* _Records for the exercise_
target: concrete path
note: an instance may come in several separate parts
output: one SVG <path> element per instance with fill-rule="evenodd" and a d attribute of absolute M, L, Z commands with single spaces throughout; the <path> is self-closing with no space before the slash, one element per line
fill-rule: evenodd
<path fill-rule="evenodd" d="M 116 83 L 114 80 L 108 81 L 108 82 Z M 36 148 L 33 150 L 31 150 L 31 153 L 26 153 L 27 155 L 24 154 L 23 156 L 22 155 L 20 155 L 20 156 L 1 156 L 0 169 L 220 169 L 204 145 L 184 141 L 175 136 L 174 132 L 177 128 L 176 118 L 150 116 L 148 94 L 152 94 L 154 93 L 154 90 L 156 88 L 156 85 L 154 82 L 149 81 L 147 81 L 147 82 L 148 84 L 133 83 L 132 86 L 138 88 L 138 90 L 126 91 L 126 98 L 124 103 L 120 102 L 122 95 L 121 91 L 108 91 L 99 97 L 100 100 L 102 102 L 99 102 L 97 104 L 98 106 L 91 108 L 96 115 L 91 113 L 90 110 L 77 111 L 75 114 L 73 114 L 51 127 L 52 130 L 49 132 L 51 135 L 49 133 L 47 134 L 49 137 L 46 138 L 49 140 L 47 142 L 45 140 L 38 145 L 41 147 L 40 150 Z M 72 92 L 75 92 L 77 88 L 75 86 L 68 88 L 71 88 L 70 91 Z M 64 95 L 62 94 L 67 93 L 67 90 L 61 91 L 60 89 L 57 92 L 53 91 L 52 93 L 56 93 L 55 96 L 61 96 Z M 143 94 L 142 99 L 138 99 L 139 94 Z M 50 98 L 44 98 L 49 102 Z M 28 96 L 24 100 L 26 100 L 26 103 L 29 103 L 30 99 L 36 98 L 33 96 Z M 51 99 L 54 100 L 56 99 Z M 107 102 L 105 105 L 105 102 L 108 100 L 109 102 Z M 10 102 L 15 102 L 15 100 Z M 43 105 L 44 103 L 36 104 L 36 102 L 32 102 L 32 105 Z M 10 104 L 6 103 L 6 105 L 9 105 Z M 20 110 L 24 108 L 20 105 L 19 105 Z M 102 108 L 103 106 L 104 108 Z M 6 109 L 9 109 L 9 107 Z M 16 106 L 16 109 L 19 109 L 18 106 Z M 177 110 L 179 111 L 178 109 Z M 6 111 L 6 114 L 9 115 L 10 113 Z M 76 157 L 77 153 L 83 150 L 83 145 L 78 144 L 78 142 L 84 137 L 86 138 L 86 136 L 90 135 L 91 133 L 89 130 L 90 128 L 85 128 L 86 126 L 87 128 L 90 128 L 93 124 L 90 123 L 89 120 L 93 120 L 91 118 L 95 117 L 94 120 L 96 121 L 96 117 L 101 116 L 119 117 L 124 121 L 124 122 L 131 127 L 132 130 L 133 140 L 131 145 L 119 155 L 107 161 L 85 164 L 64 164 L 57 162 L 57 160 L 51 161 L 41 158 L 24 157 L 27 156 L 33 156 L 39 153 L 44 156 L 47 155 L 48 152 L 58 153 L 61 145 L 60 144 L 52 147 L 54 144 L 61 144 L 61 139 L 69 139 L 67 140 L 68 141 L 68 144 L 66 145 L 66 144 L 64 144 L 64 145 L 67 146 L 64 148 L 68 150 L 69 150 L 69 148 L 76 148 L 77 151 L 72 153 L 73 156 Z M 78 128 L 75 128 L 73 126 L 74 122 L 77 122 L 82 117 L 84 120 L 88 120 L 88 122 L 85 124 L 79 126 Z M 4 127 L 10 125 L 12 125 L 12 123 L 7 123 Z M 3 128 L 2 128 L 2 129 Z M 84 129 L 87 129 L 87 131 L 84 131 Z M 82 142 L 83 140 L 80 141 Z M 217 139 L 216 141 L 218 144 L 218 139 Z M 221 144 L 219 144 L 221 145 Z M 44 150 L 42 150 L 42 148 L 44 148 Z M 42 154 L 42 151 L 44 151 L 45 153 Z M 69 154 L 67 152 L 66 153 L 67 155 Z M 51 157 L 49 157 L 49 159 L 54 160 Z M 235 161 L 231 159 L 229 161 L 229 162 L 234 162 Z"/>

* _What is required_
Render the listing as a Markdown table with columns "No." and "Text", starting at the first line of the listing and ending at the line that contains "note: an instance", both included. Number each line in order and leave out any blank lines.

* _Solved problem_
| No. | Text |
|---|---|
| 1 | target: concrete path |
| 2 | note: an instance may come in several separate parts |